## Data entries
——————

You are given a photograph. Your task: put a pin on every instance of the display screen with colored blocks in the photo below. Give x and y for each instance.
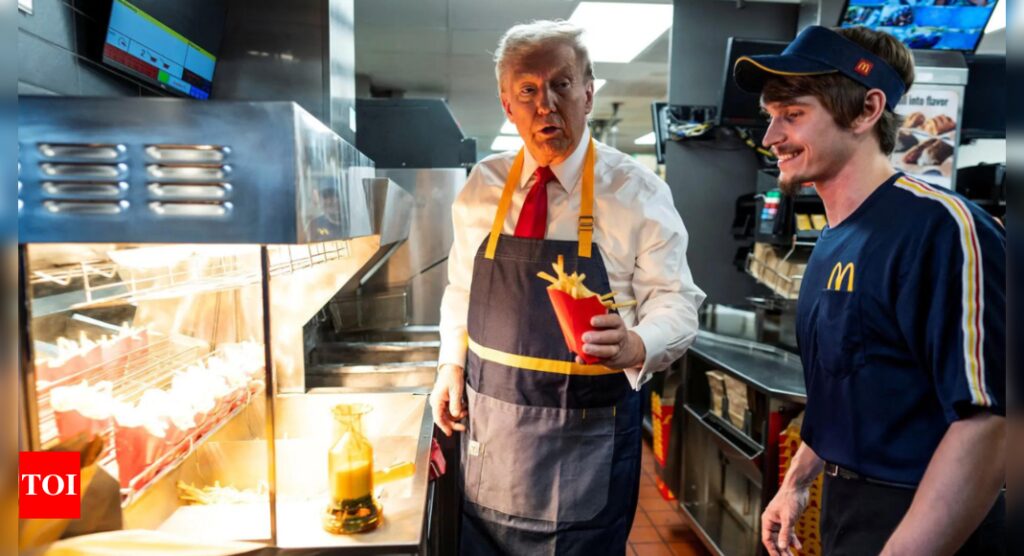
(143, 46)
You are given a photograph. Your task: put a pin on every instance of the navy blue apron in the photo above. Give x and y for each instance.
(551, 455)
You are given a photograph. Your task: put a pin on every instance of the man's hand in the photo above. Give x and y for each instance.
(777, 521)
(617, 347)
(445, 399)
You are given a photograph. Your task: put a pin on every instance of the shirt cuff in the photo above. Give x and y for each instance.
(453, 351)
(654, 346)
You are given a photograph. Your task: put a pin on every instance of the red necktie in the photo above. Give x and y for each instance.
(534, 216)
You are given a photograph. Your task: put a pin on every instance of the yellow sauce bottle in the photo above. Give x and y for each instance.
(350, 475)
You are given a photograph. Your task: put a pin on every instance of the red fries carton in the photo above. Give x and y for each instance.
(573, 317)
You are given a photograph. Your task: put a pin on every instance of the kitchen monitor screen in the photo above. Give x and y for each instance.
(924, 25)
(172, 45)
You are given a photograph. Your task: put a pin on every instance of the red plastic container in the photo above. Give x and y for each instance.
(136, 450)
(54, 371)
(573, 317)
(71, 424)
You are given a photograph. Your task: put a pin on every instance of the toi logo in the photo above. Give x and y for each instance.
(49, 485)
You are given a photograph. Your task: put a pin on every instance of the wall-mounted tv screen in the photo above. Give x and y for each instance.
(924, 25)
(172, 45)
(985, 97)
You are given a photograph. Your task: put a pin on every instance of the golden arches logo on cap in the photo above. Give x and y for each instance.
(863, 68)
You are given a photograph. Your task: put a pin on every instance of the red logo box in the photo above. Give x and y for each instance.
(864, 68)
(49, 485)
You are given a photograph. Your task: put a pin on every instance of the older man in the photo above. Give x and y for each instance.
(551, 445)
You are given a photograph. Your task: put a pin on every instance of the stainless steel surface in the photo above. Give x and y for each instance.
(302, 50)
(268, 166)
(767, 369)
(429, 240)
(379, 352)
(298, 295)
(398, 427)
(395, 359)
(390, 209)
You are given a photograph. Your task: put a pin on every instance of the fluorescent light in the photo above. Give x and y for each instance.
(998, 19)
(506, 142)
(645, 139)
(619, 32)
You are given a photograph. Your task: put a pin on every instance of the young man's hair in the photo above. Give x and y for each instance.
(844, 97)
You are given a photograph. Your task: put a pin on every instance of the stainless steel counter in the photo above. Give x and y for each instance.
(770, 370)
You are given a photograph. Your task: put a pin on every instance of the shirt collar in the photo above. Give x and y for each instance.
(567, 172)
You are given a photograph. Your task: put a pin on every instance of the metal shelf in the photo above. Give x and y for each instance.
(104, 283)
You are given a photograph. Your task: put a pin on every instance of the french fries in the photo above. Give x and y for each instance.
(573, 286)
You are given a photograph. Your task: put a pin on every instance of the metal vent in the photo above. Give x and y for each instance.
(86, 207)
(84, 152)
(186, 153)
(77, 170)
(86, 189)
(190, 208)
(205, 172)
(188, 180)
(189, 190)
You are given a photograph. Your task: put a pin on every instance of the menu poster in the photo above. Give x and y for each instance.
(926, 144)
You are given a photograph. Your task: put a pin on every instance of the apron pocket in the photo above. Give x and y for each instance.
(549, 464)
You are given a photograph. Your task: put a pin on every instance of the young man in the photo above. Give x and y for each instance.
(551, 446)
(900, 319)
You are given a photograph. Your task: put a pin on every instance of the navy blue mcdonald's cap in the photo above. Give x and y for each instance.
(818, 50)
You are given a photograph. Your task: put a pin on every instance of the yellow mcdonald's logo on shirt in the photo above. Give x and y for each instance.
(839, 273)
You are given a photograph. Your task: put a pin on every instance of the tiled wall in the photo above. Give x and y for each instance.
(59, 48)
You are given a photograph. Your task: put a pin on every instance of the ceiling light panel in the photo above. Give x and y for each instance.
(619, 32)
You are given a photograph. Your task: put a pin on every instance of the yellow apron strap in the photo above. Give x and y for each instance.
(538, 364)
(505, 203)
(586, 223)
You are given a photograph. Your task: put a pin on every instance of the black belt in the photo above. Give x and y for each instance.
(835, 470)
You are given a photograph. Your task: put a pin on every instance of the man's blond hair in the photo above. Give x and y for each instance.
(523, 38)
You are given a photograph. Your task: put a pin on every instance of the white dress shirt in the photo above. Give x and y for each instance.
(636, 226)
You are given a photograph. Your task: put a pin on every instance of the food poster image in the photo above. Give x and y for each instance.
(926, 143)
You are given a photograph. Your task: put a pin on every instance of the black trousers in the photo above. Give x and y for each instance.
(858, 517)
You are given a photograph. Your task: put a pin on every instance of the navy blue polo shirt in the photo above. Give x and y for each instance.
(901, 327)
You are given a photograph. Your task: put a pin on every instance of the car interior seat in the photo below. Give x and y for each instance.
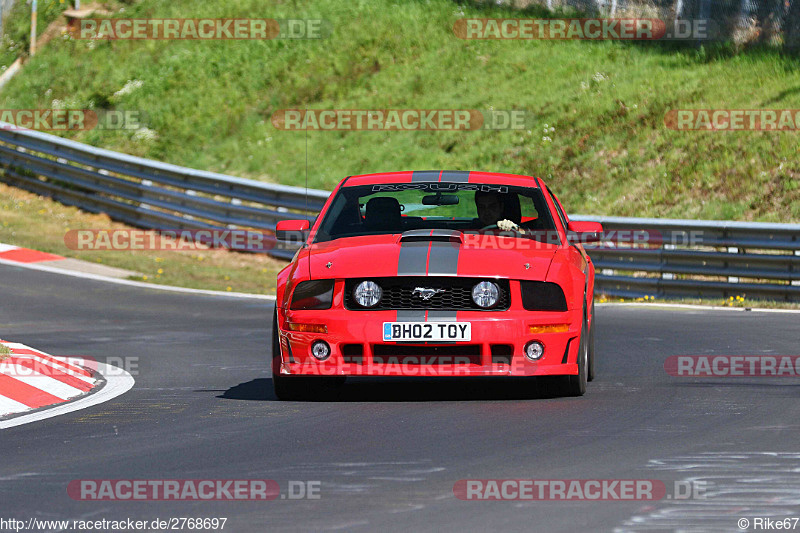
(382, 214)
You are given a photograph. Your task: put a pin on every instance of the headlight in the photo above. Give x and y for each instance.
(315, 294)
(485, 294)
(367, 293)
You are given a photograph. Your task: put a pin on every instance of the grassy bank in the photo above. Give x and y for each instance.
(598, 108)
(16, 41)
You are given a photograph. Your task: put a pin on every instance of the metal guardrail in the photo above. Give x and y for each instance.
(698, 259)
(658, 257)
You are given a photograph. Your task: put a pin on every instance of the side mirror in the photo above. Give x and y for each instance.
(292, 230)
(585, 232)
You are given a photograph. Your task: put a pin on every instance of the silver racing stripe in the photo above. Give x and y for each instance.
(411, 315)
(443, 259)
(457, 176)
(413, 259)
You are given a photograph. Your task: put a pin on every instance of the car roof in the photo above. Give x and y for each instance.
(444, 176)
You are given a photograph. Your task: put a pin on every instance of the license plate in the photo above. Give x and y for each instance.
(427, 331)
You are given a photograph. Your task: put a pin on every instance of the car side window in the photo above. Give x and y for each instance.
(558, 209)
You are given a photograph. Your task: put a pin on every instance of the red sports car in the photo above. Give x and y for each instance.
(435, 273)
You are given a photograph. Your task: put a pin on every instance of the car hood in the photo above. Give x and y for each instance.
(445, 254)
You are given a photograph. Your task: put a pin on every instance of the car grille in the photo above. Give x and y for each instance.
(398, 293)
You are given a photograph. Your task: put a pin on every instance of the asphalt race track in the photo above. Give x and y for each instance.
(387, 454)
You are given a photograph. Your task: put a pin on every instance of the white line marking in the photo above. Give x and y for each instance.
(44, 383)
(118, 382)
(130, 283)
(656, 306)
(8, 406)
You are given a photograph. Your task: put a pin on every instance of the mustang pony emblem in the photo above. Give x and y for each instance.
(426, 294)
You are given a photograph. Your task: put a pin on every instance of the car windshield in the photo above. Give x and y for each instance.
(519, 212)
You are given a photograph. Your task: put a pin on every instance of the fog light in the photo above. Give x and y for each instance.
(321, 350)
(534, 350)
(308, 328)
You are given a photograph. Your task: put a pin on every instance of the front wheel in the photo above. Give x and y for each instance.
(591, 353)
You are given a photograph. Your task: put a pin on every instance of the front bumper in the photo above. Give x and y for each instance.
(496, 348)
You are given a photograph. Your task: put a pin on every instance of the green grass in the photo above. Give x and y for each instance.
(16, 41)
(598, 108)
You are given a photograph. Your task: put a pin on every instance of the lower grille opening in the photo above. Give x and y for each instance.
(353, 353)
(404, 354)
(502, 353)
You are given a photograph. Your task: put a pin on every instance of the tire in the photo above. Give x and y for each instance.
(576, 385)
(297, 387)
(591, 352)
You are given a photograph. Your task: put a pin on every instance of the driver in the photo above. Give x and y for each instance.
(491, 210)
(490, 207)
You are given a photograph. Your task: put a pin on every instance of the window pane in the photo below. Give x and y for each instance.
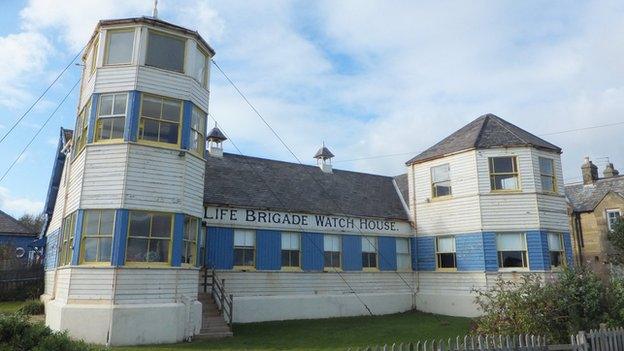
(166, 52)
(120, 47)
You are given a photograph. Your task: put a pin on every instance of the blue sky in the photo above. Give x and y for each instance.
(369, 77)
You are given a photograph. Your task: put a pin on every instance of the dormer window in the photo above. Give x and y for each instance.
(165, 51)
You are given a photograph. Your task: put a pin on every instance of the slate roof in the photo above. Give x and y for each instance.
(487, 131)
(251, 182)
(9, 225)
(584, 198)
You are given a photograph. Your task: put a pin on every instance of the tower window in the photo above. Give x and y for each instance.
(119, 47)
(111, 116)
(165, 51)
(160, 119)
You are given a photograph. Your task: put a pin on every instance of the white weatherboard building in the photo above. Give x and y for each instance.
(137, 207)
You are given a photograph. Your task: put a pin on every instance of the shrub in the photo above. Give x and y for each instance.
(32, 307)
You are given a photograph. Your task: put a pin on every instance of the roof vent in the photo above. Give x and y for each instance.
(323, 159)
(215, 142)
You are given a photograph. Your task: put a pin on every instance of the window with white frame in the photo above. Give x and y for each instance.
(244, 247)
(512, 251)
(291, 245)
(441, 180)
(556, 248)
(504, 173)
(547, 174)
(111, 116)
(165, 51)
(446, 256)
(119, 47)
(369, 252)
(404, 259)
(332, 248)
(612, 217)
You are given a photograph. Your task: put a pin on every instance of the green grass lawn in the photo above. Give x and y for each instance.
(329, 334)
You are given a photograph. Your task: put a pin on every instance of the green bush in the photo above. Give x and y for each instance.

——————

Repeat exactly the lines from the line containing "of the dormer" through the end of the listing above; both boundary lines are part of the output.

You are given a photograph. Your task: put a pin on every instance of the dormer window in the photo above. Give x and y for each instance.
(165, 51)
You are given a photograph. Your task: put a pin on every instance of the slate roof in the photo above. Give x and y for each instance.
(487, 131)
(251, 182)
(9, 225)
(584, 198)
You are given a photograph. Your task: put a pin on every instance of the tower window in the photo above. Give x and y for each instance.
(119, 47)
(111, 116)
(165, 51)
(160, 119)
You are given a photograph. Your task: put a pin on every instance of the white weatherboard building in the photo above. Give x and y for each instance.
(137, 207)
You are given a photograph. Your task: put a pin on every instance of the shrub in the photo above. Give x and y for each instance.
(32, 307)
You are given a photograph. Your task: put a pin on every instance of the roof vent in the photo above. Give x and y for each instance.
(323, 159)
(215, 142)
You are given a photograph. Your task: put a pin on every instance of the window with white frame in the photo above. Give x and y for each instance.
(244, 247)
(512, 251)
(291, 245)
(441, 180)
(556, 248)
(504, 173)
(547, 174)
(111, 116)
(165, 51)
(446, 256)
(119, 47)
(369, 252)
(404, 259)
(332, 248)
(612, 217)
You are given a photograph. Your task: put a pin on every instance of the green grass lawn in the photo above. Give x and y for each instance.
(329, 334)
You are given a photograph. Your task: put a pin on every instance of the green bush in the photo above. Give x and y for each instance.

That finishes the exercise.